### WHAT IS ASKED
Starting at the beginning of the items below and stopping after the line that contains "244), (85, 336)]", turn each line into a row of a Markdown table with the columns Row and Line, skipping blank lines. Leave the pictures out of the table.

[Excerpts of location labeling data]
===============
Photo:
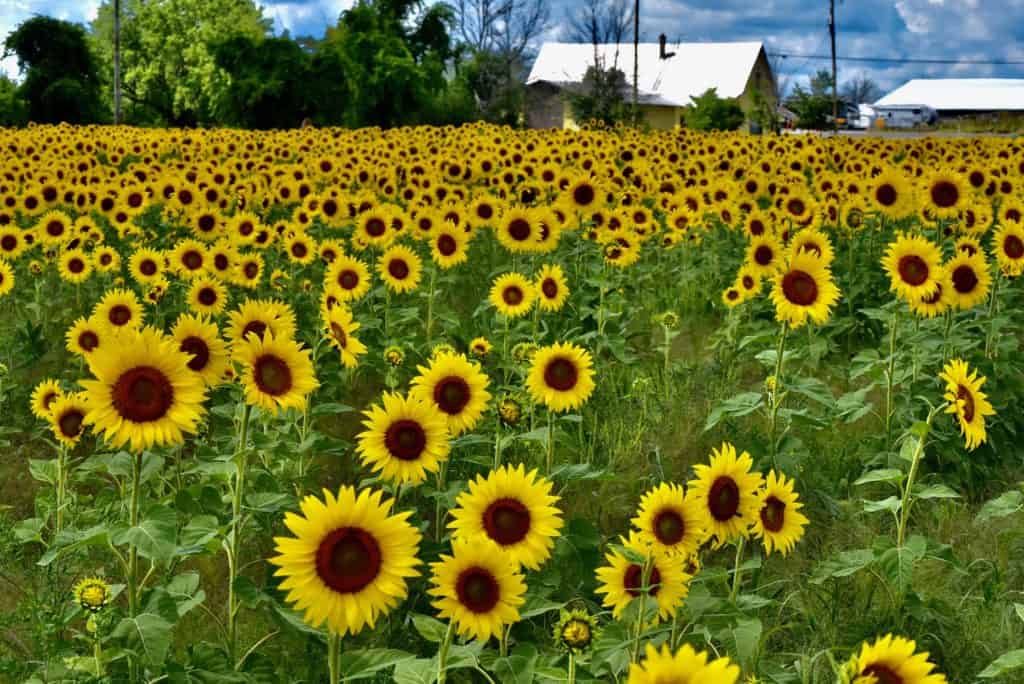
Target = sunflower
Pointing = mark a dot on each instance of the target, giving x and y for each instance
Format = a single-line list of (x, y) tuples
[(685, 667), (670, 521), (200, 338), (449, 246), (804, 290), (478, 588), (276, 372), (339, 330), (891, 660), (260, 317), (207, 296), (144, 394), (457, 387), (967, 400), (561, 376), (349, 275), (119, 309), (349, 559), (400, 268), (727, 492), (764, 254), (68, 418), (404, 438), (512, 295), (514, 509), (551, 288), (43, 396), (780, 523), (914, 265), (75, 266), (622, 580), (970, 278), (1008, 244), (85, 336)]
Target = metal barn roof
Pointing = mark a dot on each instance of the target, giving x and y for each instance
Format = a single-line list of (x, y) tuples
[(693, 69), (962, 94)]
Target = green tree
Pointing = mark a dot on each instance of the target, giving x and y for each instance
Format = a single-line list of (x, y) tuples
[(60, 81), (711, 113), (168, 66)]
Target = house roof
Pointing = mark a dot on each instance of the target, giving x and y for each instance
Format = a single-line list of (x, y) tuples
[(967, 94), (692, 70)]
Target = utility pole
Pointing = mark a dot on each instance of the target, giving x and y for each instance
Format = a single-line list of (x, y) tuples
[(117, 61), (636, 62), (832, 34)]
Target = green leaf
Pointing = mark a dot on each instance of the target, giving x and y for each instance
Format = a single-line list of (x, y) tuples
[(1007, 663), (148, 635)]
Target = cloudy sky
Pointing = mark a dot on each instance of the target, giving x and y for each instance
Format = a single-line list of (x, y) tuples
[(952, 30)]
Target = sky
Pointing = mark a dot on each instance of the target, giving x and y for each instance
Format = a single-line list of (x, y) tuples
[(954, 30)]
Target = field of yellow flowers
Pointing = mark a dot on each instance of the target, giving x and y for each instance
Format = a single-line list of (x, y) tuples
[(479, 404)]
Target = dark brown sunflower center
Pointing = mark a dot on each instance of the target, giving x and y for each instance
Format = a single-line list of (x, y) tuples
[(1013, 247), (200, 351), (800, 288), (119, 314), (397, 268), (512, 295), (633, 582), (773, 514), (912, 269), (507, 521), (965, 280), (723, 499), (452, 394), (519, 229), (142, 394), (348, 559), (348, 280), (670, 526), (882, 674), (406, 439), (560, 374), (272, 375), (886, 195), (944, 194), (446, 245), (71, 423)]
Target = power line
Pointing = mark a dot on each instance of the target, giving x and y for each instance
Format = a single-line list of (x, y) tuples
[(900, 60)]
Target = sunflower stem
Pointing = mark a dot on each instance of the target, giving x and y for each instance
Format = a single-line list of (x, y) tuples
[(233, 547), (442, 654)]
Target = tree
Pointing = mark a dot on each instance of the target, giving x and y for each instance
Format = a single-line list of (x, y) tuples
[(167, 62), (711, 113), (60, 81), (860, 89)]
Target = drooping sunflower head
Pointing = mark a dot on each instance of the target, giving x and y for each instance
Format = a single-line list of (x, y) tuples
[(143, 394), (349, 559), (478, 588), (967, 401), (561, 376), (670, 521), (727, 490), (779, 523), (514, 509), (404, 438), (685, 666), (891, 660)]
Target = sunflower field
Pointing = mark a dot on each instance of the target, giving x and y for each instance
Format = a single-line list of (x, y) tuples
[(480, 404)]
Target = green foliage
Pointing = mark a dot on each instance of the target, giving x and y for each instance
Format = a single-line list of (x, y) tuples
[(60, 81), (711, 113)]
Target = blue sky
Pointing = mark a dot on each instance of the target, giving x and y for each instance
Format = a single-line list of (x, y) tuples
[(962, 30)]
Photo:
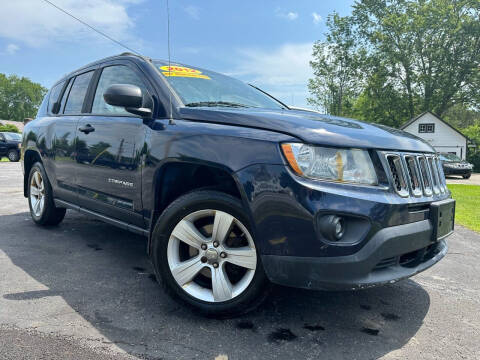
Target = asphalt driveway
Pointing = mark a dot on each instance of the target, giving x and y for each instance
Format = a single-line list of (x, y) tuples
[(85, 290)]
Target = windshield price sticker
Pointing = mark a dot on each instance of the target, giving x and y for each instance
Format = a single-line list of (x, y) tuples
[(182, 71)]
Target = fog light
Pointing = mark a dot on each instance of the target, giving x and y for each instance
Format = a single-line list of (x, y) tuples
[(332, 227)]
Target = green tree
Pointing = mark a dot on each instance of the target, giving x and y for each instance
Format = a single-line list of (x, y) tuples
[(336, 68), (19, 97), (420, 55)]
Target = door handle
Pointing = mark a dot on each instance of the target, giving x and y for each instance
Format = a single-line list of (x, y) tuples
[(87, 129)]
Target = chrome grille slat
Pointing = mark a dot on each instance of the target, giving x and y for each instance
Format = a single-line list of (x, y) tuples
[(415, 174), (434, 174), (398, 174)]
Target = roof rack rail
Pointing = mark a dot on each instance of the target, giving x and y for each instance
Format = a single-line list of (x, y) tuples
[(127, 53)]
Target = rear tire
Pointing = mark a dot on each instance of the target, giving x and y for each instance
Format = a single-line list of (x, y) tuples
[(221, 284), (13, 156), (40, 198)]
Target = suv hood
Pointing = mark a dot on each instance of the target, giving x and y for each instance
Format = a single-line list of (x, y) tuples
[(313, 128)]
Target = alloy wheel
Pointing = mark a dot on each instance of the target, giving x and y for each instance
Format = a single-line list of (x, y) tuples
[(37, 193), (212, 256)]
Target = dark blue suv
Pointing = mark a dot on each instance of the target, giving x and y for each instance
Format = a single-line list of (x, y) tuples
[(234, 189)]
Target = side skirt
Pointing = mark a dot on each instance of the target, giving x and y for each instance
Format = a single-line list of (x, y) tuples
[(104, 218)]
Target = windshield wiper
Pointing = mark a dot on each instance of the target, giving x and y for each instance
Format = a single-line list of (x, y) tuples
[(215, 104)]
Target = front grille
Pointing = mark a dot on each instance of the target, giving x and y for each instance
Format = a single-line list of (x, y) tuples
[(414, 175), (411, 259)]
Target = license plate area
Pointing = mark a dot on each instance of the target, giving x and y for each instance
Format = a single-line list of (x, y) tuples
[(442, 215)]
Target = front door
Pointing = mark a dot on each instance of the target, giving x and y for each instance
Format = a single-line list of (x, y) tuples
[(109, 152)]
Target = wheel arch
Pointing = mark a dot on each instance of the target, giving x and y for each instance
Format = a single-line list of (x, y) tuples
[(30, 157), (166, 186)]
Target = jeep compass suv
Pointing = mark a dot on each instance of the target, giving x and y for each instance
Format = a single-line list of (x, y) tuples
[(233, 189)]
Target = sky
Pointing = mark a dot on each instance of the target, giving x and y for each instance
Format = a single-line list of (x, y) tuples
[(266, 43)]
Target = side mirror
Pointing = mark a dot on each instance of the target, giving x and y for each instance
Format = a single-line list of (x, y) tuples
[(128, 96)]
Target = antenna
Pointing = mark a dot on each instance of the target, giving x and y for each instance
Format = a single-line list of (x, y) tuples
[(171, 122), (91, 27)]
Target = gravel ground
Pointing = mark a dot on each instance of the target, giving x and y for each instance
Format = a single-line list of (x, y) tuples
[(85, 290)]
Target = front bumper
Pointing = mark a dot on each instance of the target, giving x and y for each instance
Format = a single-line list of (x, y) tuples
[(393, 254)]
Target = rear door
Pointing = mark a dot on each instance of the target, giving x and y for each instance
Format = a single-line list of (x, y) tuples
[(109, 150), (69, 112)]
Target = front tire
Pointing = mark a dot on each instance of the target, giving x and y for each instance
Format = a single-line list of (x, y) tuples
[(13, 156), (40, 198), (206, 257)]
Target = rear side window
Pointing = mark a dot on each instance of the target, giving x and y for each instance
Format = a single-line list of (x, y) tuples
[(54, 94), (77, 93), (65, 95), (115, 75)]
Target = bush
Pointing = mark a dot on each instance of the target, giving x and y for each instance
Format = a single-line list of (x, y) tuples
[(9, 128)]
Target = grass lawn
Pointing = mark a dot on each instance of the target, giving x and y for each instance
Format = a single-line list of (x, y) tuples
[(467, 208)]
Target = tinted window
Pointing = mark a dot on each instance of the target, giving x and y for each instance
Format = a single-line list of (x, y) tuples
[(77, 93), (12, 136), (65, 95), (114, 75), (54, 94), (198, 88)]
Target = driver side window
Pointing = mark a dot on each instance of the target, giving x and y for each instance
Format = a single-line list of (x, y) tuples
[(118, 74)]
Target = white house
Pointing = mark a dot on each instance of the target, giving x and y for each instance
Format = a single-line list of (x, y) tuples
[(442, 136)]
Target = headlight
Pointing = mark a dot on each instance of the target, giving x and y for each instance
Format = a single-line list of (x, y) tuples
[(334, 164)]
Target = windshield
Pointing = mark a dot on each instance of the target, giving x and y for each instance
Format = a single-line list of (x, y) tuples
[(203, 88), (12, 136), (449, 157)]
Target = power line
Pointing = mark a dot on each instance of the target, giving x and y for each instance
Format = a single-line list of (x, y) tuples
[(91, 27)]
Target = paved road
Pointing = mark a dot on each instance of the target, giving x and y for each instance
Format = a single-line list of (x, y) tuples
[(474, 180), (84, 290)]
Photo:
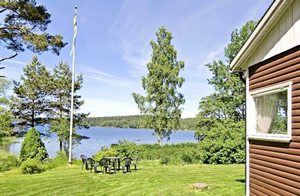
===============
### RESPONSE FOR THIS EXERCISE
| Row | Line |
|---|---|
| 1 | Photo: |
| 2 | Target = sunflower |
| 3 | Pointing = mark a dot on each instance of the target, giving x and y for each instance |
| 4 | Format = a single-line list of (x, y) tuples |
| 5 | [(685, 667), (670, 521), (200, 338), (449, 246), (804, 290), (478, 588), (276, 372), (339, 330), (891, 660), (260, 317), (207, 296), (144, 394), (457, 387), (967, 400), (561, 376), (349, 275), (119, 309), (349, 559), (400, 268), (727, 492), (764, 254), (68, 418), (404, 438), (512, 295), (514, 509), (551, 288), (43, 396), (780, 523), (914, 265), (75, 266), (622, 580), (970, 278), (1008, 244), (85, 336)] |